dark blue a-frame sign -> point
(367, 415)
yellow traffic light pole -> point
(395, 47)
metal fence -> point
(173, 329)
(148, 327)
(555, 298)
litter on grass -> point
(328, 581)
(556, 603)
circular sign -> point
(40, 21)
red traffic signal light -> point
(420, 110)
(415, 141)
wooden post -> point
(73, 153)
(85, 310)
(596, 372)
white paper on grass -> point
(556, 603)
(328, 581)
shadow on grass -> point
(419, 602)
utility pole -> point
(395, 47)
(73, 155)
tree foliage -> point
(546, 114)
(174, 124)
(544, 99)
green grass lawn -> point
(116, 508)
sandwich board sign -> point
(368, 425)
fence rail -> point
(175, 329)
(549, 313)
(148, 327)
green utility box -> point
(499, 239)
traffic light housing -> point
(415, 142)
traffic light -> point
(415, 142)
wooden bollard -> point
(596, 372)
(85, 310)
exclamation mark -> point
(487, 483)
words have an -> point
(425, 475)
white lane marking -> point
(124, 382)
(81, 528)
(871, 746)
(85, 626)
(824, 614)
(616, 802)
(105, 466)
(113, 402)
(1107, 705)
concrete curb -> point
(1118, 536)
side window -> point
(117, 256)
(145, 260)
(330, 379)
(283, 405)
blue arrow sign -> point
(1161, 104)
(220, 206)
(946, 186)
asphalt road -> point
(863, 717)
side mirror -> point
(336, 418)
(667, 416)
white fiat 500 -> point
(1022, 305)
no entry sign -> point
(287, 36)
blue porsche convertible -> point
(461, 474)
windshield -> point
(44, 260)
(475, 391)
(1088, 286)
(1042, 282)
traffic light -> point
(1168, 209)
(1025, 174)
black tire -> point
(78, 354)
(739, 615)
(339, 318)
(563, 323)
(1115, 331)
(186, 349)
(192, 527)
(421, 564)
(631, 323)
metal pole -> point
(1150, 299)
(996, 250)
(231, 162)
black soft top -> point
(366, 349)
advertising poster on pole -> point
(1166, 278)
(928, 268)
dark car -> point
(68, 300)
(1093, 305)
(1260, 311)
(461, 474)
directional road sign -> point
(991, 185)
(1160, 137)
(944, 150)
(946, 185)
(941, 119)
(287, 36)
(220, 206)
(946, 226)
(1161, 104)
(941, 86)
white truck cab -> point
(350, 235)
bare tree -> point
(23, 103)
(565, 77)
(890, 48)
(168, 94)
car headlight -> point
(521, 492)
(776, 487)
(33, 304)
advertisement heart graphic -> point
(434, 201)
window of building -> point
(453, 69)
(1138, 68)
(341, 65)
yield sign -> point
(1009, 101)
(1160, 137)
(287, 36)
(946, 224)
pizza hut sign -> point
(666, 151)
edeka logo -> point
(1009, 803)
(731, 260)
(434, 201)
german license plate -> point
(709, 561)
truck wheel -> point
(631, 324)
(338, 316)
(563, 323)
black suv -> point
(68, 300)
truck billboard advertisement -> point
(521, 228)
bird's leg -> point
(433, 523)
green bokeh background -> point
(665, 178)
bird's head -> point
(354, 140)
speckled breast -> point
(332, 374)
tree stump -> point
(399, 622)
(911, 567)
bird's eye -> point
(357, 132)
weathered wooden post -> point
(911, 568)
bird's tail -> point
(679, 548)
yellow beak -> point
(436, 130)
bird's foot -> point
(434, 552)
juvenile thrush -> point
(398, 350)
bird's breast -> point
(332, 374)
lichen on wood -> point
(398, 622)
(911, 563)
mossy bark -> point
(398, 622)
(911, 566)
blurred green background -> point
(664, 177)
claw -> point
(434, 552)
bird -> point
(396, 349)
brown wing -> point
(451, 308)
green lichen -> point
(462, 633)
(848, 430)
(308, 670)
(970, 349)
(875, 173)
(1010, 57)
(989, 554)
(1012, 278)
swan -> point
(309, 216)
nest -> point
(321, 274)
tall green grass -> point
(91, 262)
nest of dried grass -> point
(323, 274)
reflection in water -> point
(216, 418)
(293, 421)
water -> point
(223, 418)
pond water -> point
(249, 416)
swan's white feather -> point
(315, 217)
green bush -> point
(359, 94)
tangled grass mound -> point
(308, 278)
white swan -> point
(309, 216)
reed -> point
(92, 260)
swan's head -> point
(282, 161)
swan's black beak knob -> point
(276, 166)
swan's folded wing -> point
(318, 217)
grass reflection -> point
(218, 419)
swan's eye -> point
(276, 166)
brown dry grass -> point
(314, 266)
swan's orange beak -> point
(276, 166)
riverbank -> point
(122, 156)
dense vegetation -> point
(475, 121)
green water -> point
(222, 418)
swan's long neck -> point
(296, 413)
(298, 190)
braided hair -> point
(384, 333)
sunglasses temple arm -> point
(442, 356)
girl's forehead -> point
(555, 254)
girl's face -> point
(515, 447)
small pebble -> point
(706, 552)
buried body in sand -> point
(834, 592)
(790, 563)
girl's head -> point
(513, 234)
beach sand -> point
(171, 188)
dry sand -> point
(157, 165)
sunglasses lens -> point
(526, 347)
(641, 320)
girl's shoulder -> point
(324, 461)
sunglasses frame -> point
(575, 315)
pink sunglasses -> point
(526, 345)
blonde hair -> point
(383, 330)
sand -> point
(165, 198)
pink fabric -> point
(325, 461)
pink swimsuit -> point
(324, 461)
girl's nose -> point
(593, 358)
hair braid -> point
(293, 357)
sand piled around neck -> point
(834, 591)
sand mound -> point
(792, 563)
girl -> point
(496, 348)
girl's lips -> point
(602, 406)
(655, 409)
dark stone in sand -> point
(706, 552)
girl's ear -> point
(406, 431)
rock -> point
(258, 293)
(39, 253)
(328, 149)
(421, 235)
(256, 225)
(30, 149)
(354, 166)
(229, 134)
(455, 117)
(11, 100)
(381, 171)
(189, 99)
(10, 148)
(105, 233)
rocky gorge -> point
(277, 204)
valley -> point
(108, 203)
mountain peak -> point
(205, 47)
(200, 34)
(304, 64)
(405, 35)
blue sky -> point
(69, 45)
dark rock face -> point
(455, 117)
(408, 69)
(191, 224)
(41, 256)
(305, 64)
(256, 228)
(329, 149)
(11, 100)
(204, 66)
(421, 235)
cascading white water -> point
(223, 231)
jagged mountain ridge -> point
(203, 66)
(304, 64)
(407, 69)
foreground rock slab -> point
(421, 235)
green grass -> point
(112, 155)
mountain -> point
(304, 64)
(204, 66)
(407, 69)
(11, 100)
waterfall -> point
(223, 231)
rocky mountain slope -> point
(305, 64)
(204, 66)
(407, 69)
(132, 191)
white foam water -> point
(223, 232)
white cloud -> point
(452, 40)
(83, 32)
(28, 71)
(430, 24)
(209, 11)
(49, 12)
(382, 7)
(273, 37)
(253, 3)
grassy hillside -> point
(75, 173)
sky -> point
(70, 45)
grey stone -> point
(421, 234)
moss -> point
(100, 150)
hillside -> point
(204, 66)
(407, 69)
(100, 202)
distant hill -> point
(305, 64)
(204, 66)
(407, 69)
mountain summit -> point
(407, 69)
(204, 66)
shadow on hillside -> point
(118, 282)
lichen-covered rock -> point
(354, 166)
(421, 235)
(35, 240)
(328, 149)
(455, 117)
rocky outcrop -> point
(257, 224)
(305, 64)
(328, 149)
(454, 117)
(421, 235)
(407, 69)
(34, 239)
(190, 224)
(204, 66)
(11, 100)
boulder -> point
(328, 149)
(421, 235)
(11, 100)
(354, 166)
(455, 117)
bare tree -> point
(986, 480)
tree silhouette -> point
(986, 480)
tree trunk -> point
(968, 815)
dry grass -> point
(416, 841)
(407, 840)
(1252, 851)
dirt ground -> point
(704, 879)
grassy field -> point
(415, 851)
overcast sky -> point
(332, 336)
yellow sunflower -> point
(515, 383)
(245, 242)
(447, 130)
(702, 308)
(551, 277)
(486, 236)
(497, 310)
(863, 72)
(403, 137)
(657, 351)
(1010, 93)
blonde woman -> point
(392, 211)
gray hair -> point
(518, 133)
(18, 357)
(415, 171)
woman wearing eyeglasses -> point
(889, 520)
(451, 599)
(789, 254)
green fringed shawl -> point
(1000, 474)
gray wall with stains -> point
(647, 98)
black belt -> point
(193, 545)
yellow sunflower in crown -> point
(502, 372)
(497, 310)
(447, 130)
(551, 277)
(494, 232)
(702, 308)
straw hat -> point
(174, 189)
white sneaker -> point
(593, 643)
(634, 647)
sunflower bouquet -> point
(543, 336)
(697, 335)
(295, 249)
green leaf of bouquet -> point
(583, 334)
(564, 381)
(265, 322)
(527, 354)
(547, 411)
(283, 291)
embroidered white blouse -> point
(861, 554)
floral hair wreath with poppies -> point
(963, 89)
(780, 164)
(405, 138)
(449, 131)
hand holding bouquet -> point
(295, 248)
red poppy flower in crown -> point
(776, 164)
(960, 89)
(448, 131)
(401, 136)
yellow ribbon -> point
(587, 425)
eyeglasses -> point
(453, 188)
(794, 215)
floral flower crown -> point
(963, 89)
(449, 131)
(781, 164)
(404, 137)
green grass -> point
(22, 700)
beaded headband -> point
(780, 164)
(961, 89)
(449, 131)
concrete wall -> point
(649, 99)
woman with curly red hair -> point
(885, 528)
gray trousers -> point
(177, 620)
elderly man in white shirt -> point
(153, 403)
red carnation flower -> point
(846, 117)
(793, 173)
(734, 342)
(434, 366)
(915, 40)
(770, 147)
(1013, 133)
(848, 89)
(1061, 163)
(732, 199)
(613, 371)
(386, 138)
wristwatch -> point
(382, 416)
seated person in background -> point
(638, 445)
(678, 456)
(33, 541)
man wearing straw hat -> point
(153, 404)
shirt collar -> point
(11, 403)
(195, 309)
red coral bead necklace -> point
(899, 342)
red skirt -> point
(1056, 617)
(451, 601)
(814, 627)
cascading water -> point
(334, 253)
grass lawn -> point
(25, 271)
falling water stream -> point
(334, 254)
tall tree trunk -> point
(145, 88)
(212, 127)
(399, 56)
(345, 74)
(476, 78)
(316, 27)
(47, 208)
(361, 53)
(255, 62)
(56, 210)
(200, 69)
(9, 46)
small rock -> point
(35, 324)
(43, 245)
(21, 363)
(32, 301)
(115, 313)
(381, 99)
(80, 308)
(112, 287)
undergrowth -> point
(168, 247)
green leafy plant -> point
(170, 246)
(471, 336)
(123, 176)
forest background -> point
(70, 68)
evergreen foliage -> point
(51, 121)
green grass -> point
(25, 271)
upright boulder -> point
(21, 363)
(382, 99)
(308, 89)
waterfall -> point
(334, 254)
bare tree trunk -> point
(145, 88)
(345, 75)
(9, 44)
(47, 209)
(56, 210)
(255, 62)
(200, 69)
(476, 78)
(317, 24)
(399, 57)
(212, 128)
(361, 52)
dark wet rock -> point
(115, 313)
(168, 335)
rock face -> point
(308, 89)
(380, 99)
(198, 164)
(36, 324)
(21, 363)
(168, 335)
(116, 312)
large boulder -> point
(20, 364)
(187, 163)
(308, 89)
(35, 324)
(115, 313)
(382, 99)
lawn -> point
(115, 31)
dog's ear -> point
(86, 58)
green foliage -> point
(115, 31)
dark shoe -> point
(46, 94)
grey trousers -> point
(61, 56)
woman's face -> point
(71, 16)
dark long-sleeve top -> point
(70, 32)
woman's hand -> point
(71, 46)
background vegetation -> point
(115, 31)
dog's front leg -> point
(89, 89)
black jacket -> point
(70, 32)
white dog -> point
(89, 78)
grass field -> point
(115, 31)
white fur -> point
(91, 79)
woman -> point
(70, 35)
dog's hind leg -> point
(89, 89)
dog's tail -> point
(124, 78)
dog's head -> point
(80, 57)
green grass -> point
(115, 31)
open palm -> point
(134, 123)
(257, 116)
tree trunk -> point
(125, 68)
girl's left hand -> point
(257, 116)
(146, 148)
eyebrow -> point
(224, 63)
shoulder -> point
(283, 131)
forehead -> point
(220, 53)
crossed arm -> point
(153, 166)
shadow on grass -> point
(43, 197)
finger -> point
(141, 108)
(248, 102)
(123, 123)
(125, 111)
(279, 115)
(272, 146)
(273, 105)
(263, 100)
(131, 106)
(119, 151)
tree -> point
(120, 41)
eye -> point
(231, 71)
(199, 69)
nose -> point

▬▬▬▬▬▬

**The task:**
Retype exactly, please, each line from the line that contains "undergrowth -> point" through the last line of the entries above, with nothing added.

**Exercise result:**
undergrowth -> point
(168, 247)
green leafy plant -> point
(170, 246)
(471, 336)
(123, 176)
forest background -> point
(70, 68)
evergreen foliage -> point
(51, 121)
green grass -> point
(25, 271)
upright boulder -> point
(21, 363)
(382, 99)
(308, 89)
waterfall -> point
(334, 254)
bare tree trunk -> point
(145, 88)
(345, 75)
(9, 44)
(47, 209)
(56, 210)
(255, 62)
(200, 69)
(476, 78)
(317, 24)
(399, 57)
(212, 128)
(361, 52)
dark wet rock -> point
(115, 313)
(168, 335)
rock face -> point
(308, 89)
(380, 99)
(198, 164)
(36, 324)
(21, 363)
(168, 335)
(116, 312)
large boulder -> point
(20, 364)
(187, 163)
(308, 89)
(35, 324)
(115, 313)
(382, 99)
lawn -> point
(115, 31)
dog's ear -> point
(86, 58)
green foliage -> point
(115, 31)
dark shoe -> point
(46, 94)
grey trousers -> point
(61, 56)
woman's face -> point
(71, 16)
dark long-sleeve top -> point
(70, 32)
woman's hand -> point
(71, 46)
background vegetation -> point
(115, 31)
dog's front leg -> point
(89, 89)
black jacket -> point
(70, 32)
white dog -> point
(89, 78)
grass field -> point
(115, 31)
white fur -> point
(91, 79)
woman -> point
(70, 35)
dog's hind leg -> point
(89, 89)
dog's tail -> point
(124, 78)
dog's head -> point
(80, 57)
green grass -> point
(115, 31)
open palm -> point
(134, 123)
(257, 116)
tree trunk -> point
(125, 68)
girl's left hand -> point
(257, 116)
(146, 148)
eyebrow -> point
(224, 63)
shoulder -> point
(283, 131)
forehead -> point
(220, 53)
crossed arm -> point
(153, 166)
shadow on grass -> point
(43, 197)
finger -> point
(141, 108)
(248, 102)
(123, 123)
(125, 111)
(279, 115)
(272, 146)
(273, 105)
(263, 100)
(131, 106)
(119, 151)
tree -> point
(120, 41)
eye -> point
(231, 71)
(199, 69)
nose -> point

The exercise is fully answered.